**Records for this exercise:**
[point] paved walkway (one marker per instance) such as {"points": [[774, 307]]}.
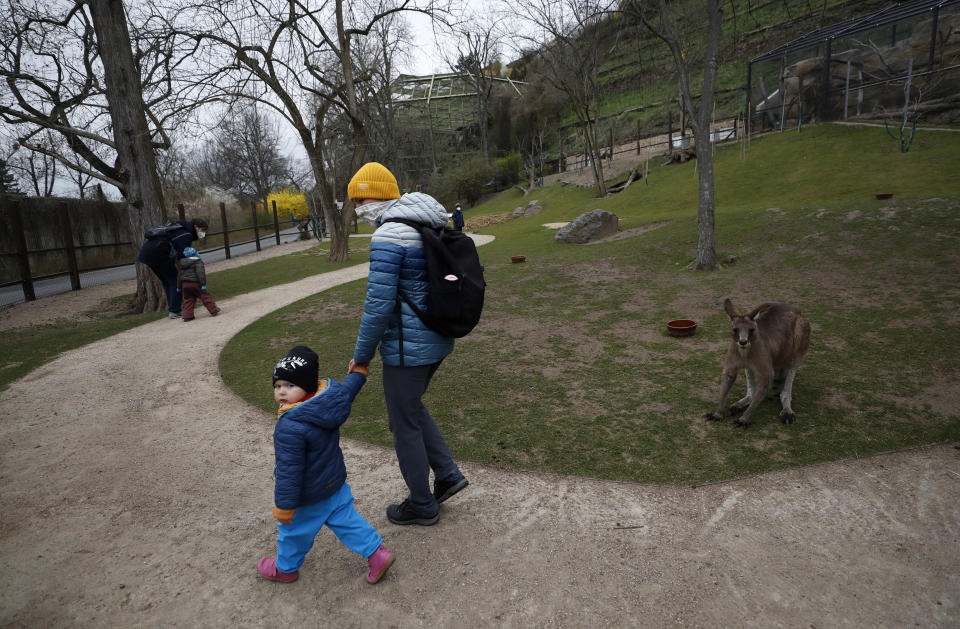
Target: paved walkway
{"points": [[137, 491]]}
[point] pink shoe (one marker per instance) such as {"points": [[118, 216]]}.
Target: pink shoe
{"points": [[268, 570], [380, 561]]}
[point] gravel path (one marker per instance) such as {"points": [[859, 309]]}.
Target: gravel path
{"points": [[137, 492]]}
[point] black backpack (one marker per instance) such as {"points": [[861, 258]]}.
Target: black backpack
{"points": [[455, 295], [162, 231]]}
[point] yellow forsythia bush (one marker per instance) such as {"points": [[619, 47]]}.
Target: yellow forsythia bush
{"points": [[290, 202]]}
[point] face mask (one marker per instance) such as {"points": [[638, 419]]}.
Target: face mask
{"points": [[370, 212]]}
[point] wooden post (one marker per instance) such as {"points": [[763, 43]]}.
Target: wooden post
{"points": [[226, 230], [71, 250], [256, 228], [670, 131], [276, 222], [22, 258]]}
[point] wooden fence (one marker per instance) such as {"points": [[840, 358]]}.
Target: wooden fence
{"points": [[22, 253]]}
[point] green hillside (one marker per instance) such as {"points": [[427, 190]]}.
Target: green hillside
{"points": [[571, 370]]}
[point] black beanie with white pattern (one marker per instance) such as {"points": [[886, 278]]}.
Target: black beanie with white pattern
{"points": [[301, 366]]}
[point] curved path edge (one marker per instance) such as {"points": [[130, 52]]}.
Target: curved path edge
{"points": [[137, 489]]}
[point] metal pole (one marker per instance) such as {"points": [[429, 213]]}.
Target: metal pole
{"points": [[825, 113], [933, 38], [71, 250], [846, 92], [226, 230], [276, 221], [256, 228], [23, 259]]}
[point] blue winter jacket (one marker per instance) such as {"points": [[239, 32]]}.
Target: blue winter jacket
{"points": [[397, 263], [157, 252], [306, 443]]}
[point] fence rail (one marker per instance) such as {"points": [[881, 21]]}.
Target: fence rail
{"points": [[70, 248]]}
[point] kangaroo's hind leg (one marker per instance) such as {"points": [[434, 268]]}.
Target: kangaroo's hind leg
{"points": [[786, 396], [744, 402]]}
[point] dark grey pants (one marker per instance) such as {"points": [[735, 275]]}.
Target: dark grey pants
{"points": [[417, 440]]}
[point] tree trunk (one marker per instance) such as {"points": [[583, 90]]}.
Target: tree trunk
{"points": [[706, 250], [138, 168], [590, 145]]}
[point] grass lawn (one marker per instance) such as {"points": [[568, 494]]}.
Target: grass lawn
{"points": [[25, 349], [571, 370]]}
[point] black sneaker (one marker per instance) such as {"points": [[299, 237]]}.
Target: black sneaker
{"points": [[443, 489], [403, 513]]}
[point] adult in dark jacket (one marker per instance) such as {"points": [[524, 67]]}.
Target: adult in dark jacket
{"points": [[411, 352], [161, 254]]}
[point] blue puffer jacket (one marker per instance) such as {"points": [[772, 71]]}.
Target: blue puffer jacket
{"points": [[306, 443], [397, 263]]}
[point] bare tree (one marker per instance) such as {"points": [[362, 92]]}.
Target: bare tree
{"points": [[112, 110], [137, 172], [664, 24], [244, 155], [50, 62], [36, 170], [570, 44], [477, 46], [298, 59], [532, 122]]}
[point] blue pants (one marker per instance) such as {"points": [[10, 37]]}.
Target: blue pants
{"points": [[295, 540], [419, 445], [167, 274]]}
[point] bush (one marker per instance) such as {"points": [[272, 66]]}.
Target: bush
{"points": [[463, 182], [508, 170]]}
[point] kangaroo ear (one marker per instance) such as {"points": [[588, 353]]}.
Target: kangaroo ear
{"points": [[758, 312], [731, 311]]}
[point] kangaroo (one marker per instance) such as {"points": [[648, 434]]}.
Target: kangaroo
{"points": [[769, 342]]}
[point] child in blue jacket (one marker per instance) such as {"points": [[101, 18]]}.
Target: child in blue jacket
{"points": [[311, 489]]}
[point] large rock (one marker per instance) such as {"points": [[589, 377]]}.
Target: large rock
{"points": [[589, 227]]}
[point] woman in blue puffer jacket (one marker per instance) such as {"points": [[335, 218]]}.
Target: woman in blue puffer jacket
{"points": [[411, 352]]}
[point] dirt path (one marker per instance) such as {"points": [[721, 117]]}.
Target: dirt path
{"points": [[137, 492]]}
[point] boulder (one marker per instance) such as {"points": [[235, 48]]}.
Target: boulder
{"points": [[589, 227]]}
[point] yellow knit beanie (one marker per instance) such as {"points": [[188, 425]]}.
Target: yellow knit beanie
{"points": [[373, 181]]}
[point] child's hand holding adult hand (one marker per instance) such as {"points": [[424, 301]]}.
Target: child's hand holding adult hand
{"points": [[363, 368], [284, 516]]}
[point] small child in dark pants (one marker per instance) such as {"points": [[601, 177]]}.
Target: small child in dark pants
{"points": [[192, 282], [311, 489]]}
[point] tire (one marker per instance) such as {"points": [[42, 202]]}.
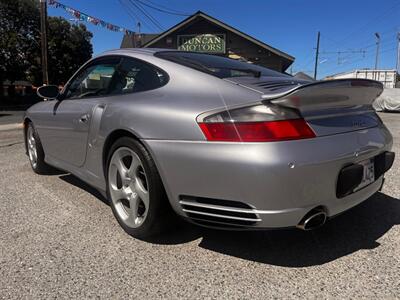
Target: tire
{"points": [[135, 190], [35, 151]]}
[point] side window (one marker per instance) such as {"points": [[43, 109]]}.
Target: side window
{"points": [[94, 80], [136, 76]]}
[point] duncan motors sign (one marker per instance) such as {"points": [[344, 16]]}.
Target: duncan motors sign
{"points": [[209, 43]]}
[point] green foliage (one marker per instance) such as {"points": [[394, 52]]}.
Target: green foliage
{"points": [[68, 45]]}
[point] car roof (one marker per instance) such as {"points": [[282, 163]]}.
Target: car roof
{"points": [[150, 51]]}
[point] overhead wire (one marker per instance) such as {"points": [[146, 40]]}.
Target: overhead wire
{"points": [[152, 5], [147, 14]]}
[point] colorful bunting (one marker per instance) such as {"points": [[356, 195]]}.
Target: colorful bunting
{"points": [[84, 17]]}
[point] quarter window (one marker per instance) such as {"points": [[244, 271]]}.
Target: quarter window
{"points": [[94, 80], [136, 76]]}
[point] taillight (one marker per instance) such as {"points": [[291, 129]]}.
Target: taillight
{"points": [[272, 125]]}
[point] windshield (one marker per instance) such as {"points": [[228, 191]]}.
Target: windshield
{"points": [[219, 66]]}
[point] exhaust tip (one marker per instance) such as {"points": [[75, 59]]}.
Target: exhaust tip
{"points": [[312, 220]]}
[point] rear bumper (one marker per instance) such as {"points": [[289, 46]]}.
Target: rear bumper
{"points": [[277, 182]]}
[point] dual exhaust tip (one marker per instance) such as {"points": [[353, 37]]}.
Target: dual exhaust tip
{"points": [[313, 219]]}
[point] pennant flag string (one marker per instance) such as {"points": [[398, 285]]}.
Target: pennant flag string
{"points": [[86, 18]]}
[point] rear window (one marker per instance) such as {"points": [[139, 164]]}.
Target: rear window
{"points": [[219, 66]]}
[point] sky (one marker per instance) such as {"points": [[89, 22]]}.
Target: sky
{"points": [[346, 26]]}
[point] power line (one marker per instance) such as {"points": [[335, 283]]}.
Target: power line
{"points": [[370, 55], [171, 12], [387, 12], [148, 15], [135, 16]]}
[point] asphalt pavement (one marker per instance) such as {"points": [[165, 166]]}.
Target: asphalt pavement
{"points": [[59, 239]]}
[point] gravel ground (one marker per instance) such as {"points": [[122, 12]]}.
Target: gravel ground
{"points": [[58, 239]]}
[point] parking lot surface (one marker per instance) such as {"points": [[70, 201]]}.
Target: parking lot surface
{"points": [[59, 239]]}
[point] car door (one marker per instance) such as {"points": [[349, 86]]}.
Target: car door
{"points": [[66, 130]]}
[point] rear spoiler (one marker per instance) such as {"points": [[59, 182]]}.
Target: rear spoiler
{"points": [[329, 94]]}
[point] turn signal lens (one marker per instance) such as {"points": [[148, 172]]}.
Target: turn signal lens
{"points": [[268, 131]]}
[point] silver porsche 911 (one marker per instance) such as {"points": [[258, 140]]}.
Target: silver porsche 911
{"points": [[220, 142]]}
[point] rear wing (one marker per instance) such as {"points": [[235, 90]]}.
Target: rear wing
{"points": [[330, 94]]}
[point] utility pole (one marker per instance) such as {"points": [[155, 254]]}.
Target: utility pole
{"points": [[378, 42], [43, 38], [398, 53], [316, 56]]}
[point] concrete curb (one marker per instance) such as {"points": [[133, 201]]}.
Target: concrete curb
{"points": [[14, 126]]}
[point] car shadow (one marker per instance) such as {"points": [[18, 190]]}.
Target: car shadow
{"points": [[71, 179], [357, 229]]}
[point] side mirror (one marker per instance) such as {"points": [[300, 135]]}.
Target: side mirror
{"points": [[48, 92]]}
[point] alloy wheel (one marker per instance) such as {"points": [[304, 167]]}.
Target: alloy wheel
{"points": [[128, 187], [31, 143]]}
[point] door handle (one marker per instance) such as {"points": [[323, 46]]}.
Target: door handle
{"points": [[84, 118]]}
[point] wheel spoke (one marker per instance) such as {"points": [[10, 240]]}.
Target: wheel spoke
{"points": [[142, 193], [126, 178], [117, 194], [134, 207]]}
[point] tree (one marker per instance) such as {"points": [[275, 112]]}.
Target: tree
{"points": [[68, 48], [19, 31], [68, 45]]}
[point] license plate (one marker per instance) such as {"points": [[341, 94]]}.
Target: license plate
{"points": [[368, 175]]}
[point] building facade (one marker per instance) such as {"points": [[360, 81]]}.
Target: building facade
{"points": [[203, 33]]}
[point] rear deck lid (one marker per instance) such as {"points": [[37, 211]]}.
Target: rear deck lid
{"points": [[329, 107]]}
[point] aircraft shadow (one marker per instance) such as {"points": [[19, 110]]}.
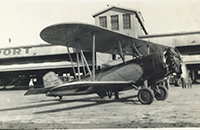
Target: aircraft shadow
{"points": [[95, 100]]}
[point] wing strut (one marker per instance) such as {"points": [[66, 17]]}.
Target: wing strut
{"points": [[84, 59], [78, 64], [84, 71], [93, 57], [134, 48], [121, 52], [71, 62]]}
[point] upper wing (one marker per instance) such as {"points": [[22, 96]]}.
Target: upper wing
{"points": [[107, 41]]}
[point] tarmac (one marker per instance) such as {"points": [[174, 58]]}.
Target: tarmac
{"points": [[180, 110]]}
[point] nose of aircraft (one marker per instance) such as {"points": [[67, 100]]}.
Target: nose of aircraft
{"points": [[174, 60]]}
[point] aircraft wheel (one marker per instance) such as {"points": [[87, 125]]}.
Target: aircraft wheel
{"points": [[163, 93], [145, 96]]}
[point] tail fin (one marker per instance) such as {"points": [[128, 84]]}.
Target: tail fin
{"points": [[51, 80]]}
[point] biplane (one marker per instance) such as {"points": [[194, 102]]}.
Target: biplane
{"points": [[150, 63]]}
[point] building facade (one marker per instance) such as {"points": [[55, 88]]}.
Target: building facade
{"points": [[126, 21]]}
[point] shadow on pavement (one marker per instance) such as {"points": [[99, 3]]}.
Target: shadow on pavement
{"points": [[88, 99]]}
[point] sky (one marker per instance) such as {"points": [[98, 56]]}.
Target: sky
{"points": [[22, 20]]}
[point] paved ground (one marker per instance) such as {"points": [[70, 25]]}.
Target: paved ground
{"points": [[180, 109]]}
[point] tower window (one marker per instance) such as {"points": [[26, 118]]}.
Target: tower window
{"points": [[126, 21], [103, 21], [114, 22]]}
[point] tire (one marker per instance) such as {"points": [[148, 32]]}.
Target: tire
{"points": [[145, 96], [163, 95], [178, 83]]}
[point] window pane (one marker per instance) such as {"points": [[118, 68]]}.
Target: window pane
{"points": [[114, 22], [126, 21], [103, 21]]}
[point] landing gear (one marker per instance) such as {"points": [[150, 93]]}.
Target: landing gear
{"points": [[162, 93], [60, 98], [145, 95]]}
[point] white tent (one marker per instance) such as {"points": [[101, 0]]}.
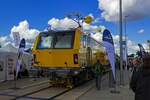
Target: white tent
{"points": [[8, 59]]}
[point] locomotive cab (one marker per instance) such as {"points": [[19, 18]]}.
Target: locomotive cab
{"points": [[57, 50]]}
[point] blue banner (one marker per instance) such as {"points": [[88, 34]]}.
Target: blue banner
{"points": [[109, 46]]}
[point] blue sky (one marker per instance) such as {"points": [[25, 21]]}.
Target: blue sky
{"points": [[39, 12]]}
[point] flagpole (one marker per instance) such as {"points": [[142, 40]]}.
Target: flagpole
{"points": [[121, 47]]}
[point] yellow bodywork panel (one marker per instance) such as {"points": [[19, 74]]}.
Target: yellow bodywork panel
{"points": [[56, 58]]}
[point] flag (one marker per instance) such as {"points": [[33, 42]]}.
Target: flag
{"points": [[109, 45], [142, 51], [20, 53]]}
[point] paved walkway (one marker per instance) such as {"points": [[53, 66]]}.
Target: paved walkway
{"points": [[105, 94]]}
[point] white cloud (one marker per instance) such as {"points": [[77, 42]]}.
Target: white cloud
{"points": [[135, 9], [141, 31], [59, 24], [24, 31]]}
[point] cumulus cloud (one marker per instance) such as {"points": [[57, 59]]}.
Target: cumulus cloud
{"points": [[141, 31], [24, 31], [135, 9], [59, 24]]}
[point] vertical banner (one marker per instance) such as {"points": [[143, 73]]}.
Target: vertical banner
{"points": [[124, 51], [109, 45], [10, 67], [20, 53], [16, 37], [142, 51]]}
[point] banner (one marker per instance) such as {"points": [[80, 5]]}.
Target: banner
{"points": [[124, 51], [142, 51], [16, 37], [20, 53], [109, 45]]}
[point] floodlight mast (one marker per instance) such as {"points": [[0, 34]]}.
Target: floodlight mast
{"points": [[78, 16]]}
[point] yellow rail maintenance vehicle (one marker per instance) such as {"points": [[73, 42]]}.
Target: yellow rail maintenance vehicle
{"points": [[69, 55]]}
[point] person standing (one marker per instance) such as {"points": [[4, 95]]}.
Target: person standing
{"points": [[140, 80], [98, 74]]}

**Problem description:**
Copy out exactly the lines running from the line with "[point] white cloud" to the end of the records, inclusive.

**Written reply:**
[point] white cloud (one marker per instance) such as {"points": [[77, 42]]}.
Target: white cloud
{"points": [[135, 9], [141, 31], [59, 24], [24, 31]]}
[point] cumulus cloud (one marker per instance) such as {"points": [[57, 59]]}.
Target: cumulus cloud
{"points": [[141, 31], [24, 31], [135, 9], [59, 24]]}
[point] vertical banner (one marker per instance) such as {"points": [[143, 73]]}.
Target: vertical banner
{"points": [[124, 51], [109, 45], [10, 67], [20, 53], [16, 37], [142, 51]]}
[point] banner (one marker per instance) such as {"points": [[80, 5]]}.
Target: banner
{"points": [[124, 51], [142, 51], [16, 37], [20, 53], [109, 45]]}
[point] floodlight mast (one marker per instance) such as {"points": [[0, 34]]}.
Target: floodlight mast
{"points": [[78, 16]]}
[point] yellow rail maintenance vehicle (one marker per instance) such as {"points": [[73, 42]]}.
Target: yellow rail maintenance vehicle
{"points": [[69, 55]]}
[point] person standing (one marker per instance) such as {"points": [[4, 95]]}.
Target: person standing
{"points": [[140, 80], [98, 74]]}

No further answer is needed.